--- start Data provided ---

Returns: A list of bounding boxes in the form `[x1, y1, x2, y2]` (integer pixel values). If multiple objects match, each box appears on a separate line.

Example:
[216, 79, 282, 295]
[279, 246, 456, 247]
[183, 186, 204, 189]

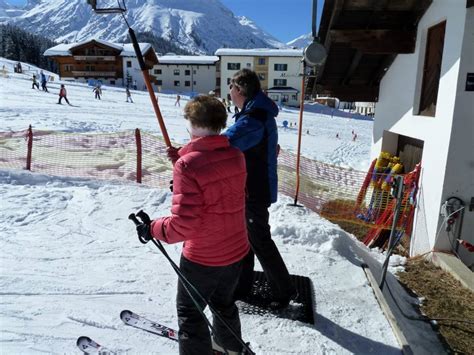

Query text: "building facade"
[372, 0, 474, 270]
[150, 55, 219, 95]
[44, 39, 158, 89]
[215, 48, 303, 106]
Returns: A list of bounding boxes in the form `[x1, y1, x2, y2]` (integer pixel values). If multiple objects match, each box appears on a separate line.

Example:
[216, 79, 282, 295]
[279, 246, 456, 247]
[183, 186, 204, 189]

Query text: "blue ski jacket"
[224, 91, 278, 205]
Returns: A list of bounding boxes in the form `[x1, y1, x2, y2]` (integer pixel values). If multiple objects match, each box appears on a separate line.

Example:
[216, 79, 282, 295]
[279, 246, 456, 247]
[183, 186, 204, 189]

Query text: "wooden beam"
[317, 85, 379, 102]
[341, 50, 362, 85]
[329, 29, 416, 54]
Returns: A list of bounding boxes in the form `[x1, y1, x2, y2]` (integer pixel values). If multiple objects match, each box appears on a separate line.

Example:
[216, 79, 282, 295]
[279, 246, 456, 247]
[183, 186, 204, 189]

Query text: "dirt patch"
[397, 257, 474, 354]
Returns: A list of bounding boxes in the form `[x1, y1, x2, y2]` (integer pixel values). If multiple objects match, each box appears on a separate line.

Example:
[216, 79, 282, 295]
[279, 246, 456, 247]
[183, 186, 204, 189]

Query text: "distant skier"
[125, 86, 133, 104]
[92, 84, 102, 100]
[40, 71, 49, 92]
[31, 74, 39, 90]
[58, 84, 71, 106]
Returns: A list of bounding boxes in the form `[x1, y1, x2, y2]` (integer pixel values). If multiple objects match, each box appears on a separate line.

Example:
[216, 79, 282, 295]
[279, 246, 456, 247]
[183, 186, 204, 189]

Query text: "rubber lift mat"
[237, 271, 314, 324]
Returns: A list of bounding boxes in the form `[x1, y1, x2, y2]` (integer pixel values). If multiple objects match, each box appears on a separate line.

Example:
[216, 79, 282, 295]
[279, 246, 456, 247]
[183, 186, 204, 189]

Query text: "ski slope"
[0, 60, 403, 355]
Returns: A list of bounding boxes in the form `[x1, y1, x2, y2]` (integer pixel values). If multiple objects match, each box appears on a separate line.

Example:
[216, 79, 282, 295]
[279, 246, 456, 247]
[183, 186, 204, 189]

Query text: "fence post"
[135, 128, 142, 184]
[26, 125, 33, 171]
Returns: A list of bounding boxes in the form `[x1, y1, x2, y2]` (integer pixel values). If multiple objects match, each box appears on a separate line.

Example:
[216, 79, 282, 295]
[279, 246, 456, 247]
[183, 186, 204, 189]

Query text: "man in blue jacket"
[224, 69, 296, 309]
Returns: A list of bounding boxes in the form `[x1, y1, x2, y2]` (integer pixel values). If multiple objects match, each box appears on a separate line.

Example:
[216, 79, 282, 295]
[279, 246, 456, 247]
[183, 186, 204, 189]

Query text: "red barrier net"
[0, 128, 419, 249]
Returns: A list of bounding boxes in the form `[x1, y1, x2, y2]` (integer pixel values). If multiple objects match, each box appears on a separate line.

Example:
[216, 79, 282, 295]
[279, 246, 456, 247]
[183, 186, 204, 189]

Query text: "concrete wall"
[150, 63, 217, 94]
[372, 0, 474, 264]
[444, 7, 474, 267]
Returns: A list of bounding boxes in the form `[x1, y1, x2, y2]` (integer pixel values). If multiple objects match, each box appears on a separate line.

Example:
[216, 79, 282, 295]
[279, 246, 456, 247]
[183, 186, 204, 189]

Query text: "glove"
[136, 210, 153, 244]
[166, 147, 181, 165]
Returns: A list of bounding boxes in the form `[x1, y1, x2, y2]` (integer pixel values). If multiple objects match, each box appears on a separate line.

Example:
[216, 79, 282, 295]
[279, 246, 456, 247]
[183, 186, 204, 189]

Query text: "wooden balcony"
[71, 70, 117, 78]
[74, 55, 116, 62]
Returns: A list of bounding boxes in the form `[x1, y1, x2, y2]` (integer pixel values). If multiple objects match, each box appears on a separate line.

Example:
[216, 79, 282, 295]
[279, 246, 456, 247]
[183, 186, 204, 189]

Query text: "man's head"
[229, 69, 260, 109]
[184, 95, 227, 134]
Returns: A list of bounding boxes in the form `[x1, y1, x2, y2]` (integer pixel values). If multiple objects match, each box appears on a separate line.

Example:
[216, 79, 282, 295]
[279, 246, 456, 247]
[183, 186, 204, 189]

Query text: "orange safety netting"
[0, 129, 419, 248]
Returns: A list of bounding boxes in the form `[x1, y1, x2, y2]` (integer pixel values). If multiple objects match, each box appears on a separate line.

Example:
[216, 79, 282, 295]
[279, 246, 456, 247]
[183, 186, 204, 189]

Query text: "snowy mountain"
[0, 0, 25, 24]
[0, 0, 285, 53]
[287, 32, 313, 48]
[238, 16, 288, 48]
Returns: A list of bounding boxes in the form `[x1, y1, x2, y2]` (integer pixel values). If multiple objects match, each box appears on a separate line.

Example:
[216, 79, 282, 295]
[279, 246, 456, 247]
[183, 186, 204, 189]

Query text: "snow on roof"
[158, 55, 219, 65]
[43, 39, 151, 57]
[215, 48, 303, 57]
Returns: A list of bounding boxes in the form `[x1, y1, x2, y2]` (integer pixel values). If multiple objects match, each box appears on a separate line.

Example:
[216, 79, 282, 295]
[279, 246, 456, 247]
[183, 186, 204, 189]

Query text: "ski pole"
[128, 211, 255, 355]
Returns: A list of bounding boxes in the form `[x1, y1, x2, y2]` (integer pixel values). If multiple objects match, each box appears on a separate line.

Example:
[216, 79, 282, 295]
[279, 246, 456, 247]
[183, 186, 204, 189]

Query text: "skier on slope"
[137, 96, 249, 355]
[58, 84, 71, 105]
[224, 69, 297, 309]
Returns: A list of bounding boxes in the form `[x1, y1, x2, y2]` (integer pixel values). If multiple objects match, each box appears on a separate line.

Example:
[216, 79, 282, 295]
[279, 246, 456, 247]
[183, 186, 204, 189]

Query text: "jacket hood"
[242, 91, 278, 117]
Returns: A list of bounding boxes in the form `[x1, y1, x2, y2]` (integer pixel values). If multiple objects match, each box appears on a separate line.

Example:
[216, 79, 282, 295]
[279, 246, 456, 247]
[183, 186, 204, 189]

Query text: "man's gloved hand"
[166, 147, 181, 165]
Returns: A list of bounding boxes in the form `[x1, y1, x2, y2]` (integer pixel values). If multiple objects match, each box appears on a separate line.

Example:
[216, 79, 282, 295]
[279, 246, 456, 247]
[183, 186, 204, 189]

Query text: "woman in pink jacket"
[139, 96, 249, 355]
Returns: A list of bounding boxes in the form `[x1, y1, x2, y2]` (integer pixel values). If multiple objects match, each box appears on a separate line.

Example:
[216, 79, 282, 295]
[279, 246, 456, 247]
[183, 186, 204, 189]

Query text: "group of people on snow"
[137, 69, 297, 354]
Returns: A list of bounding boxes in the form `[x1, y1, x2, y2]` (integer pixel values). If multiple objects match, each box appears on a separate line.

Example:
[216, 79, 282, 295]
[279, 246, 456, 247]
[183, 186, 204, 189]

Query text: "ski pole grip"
[128, 213, 141, 226]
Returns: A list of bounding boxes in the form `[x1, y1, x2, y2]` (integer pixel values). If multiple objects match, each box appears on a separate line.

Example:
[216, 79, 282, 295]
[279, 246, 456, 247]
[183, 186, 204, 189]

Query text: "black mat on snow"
[237, 271, 314, 324]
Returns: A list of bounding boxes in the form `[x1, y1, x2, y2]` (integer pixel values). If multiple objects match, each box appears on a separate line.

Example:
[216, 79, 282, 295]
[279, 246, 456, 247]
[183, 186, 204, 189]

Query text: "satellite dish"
[303, 41, 327, 66]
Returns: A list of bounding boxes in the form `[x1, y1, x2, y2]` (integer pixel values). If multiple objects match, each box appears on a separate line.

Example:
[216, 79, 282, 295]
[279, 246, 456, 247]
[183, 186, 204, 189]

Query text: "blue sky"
[8, 0, 324, 42]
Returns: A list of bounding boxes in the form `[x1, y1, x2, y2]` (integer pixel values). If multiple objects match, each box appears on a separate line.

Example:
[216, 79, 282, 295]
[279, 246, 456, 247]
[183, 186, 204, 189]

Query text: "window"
[418, 21, 446, 117]
[227, 63, 240, 70]
[273, 64, 288, 71]
[273, 79, 286, 86]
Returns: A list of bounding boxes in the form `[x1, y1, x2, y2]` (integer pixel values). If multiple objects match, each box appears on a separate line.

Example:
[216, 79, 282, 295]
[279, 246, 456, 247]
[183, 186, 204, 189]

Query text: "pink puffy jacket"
[152, 135, 249, 266]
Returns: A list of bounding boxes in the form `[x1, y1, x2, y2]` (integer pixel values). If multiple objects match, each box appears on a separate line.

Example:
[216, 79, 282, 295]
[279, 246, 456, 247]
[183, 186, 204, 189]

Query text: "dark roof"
[267, 86, 299, 92]
[307, 0, 432, 101]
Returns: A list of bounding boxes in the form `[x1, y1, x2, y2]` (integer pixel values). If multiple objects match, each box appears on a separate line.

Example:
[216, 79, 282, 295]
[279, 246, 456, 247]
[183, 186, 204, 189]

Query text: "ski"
[120, 310, 178, 341]
[76, 336, 116, 355]
[120, 310, 230, 355]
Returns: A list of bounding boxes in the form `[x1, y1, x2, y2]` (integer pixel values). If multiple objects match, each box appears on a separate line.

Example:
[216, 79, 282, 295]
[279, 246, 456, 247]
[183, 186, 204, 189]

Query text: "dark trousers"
[235, 202, 295, 301]
[58, 96, 70, 105]
[176, 256, 242, 355]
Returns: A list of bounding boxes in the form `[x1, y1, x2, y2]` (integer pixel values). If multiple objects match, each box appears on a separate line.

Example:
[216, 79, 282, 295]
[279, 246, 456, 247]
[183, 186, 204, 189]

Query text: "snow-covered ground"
[0, 59, 408, 355]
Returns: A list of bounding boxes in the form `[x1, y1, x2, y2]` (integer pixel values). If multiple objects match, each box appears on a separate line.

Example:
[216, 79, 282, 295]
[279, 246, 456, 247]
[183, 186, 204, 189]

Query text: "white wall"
[372, 0, 468, 262]
[150, 63, 217, 94]
[122, 57, 146, 90]
[444, 7, 474, 266]
[268, 57, 303, 92]
[220, 55, 254, 98]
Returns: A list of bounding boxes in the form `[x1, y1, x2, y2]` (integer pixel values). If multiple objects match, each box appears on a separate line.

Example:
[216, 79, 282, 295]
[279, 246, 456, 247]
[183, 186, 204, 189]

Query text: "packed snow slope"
[0, 0, 285, 54]
[0, 61, 401, 355]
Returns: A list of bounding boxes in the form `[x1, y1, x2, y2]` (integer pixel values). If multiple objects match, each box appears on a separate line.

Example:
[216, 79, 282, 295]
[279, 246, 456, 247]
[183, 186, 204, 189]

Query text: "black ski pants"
[235, 202, 295, 301]
[176, 255, 242, 355]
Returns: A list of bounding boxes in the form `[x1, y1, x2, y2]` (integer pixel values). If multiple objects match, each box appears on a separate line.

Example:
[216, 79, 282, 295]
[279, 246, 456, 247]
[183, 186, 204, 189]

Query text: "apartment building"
[43, 39, 158, 89]
[150, 54, 219, 95]
[215, 48, 303, 106]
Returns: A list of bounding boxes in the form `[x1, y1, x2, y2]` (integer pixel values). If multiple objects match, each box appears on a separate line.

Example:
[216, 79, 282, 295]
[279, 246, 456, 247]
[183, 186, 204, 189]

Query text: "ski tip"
[120, 309, 133, 318]
[76, 336, 92, 346]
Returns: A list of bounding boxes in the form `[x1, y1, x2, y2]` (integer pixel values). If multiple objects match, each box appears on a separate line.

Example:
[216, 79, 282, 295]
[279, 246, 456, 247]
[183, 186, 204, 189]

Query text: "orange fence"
[0, 128, 419, 250]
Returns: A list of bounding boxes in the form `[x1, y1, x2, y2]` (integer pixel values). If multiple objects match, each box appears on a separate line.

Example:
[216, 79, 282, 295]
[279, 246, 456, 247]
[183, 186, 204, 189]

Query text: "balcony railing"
[71, 70, 117, 77]
[74, 55, 115, 62]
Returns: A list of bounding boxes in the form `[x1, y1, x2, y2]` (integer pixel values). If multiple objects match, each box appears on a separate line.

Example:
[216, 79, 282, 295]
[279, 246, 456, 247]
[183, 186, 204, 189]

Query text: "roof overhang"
[307, 0, 432, 101]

--- end Data provided ---

* _Exercise_
Arrange the lines from the start of the items through the line holding "[44, 39, 158, 89]", inclusive, as a Markdown table with the columns Row and Line. Give each line a numbered row, skip blank lines, and leave the pictures out of the answer.

* _The reply_
| Row | Line |
|---|---|
| 1 | Returns: A list of bounding boxes in the form `[x1, y1, x2, y2]` (integer pixel values). If multiple objects match, each box appears on a separate line. |
| 2 | Example: |
| 3 | [216, 79, 282, 295] |
| 4 | [279, 246, 456, 247] |
| 5 | [183, 186, 204, 189] |
| 6 | Query text: "building facade" |
| 7 | [372, 0, 474, 270] |
| 8 | [150, 55, 219, 95] |
| 9 | [44, 39, 158, 89] |